TASK STATEMENT: Which lines in the items below contain the string "soldier", with case counting? Locate each of them and copy it.

(Object position labeling items)
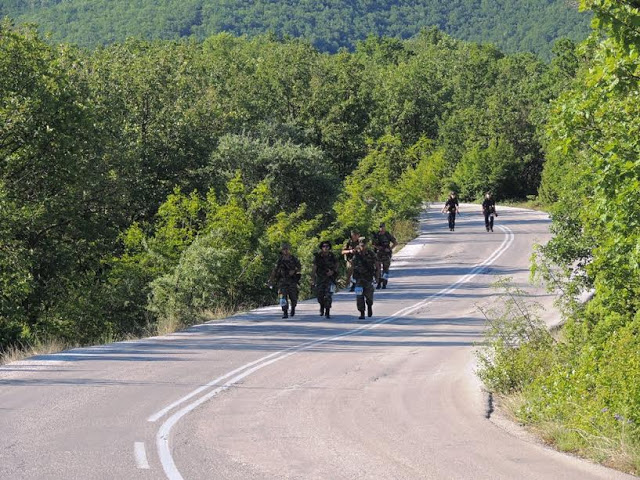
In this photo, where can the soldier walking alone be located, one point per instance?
(383, 243)
(452, 206)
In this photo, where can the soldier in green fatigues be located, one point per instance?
(364, 272)
(383, 242)
(286, 276)
(348, 251)
(325, 270)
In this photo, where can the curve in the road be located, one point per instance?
(163, 435)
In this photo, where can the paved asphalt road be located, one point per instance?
(257, 397)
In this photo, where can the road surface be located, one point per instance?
(258, 397)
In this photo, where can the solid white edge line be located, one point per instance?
(162, 437)
(141, 455)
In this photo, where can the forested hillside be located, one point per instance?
(581, 387)
(145, 183)
(512, 25)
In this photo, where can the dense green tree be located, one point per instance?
(513, 25)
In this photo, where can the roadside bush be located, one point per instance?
(517, 345)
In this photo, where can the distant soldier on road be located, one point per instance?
(324, 272)
(452, 206)
(364, 272)
(348, 251)
(286, 276)
(489, 211)
(383, 243)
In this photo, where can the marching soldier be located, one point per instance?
(325, 270)
(286, 276)
(383, 244)
(348, 251)
(364, 272)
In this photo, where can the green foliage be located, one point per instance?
(104, 153)
(593, 176)
(516, 346)
(294, 174)
(514, 25)
(495, 169)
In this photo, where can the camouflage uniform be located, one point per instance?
(350, 244)
(382, 244)
(323, 264)
(364, 271)
(286, 276)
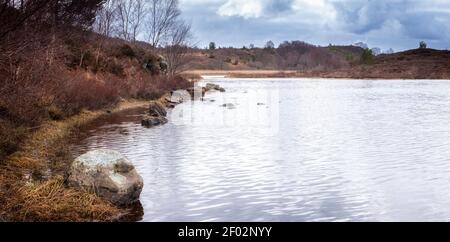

OUTPUT:
In this photo, where can the soldier walking alone be located, one point per instance?
In this photo, where can the soldier in green fatigues be located, one point per instance?
In this photo, where can the distant soldier on road be located, one point per instance?
In this photo, where can the marching soldier be located, one point per instance?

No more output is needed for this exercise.